*** Available records Section Begins ***

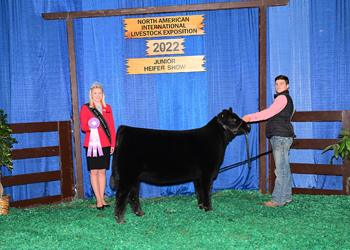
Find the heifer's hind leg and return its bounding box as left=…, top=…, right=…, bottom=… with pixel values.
left=193, top=179, right=204, bottom=210
left=128, top=180, right=145, bottom=217
left=114, top=178, right=134, bottom=224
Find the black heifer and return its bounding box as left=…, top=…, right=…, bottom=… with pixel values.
left=110, top=108, right=250, bottom=223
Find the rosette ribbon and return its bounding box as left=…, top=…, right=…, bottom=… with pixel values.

*** Available records Section Ends ***

_Problem_
The entries above are to be retyped exactly, with each picture left out.

_Response to this task_
Find the heifer's hind leg and return its bounding box as left=…, top=…, right=…, bottom=… with pixel values.
left=193, top=179, right=204, bottom=210
left=128, top=180, right=145, bottom=217
left=114, top=178, right=134, bottom=224
Find the black heifer and return its bounding box as left=…, top=…, right=…, bottom=… with pixel values.
left=110, top=108, right=250, bottom=223
Find the rosette ribbon and return its bounding box as left=…, top=…, right=…, bottom=… with pixel values.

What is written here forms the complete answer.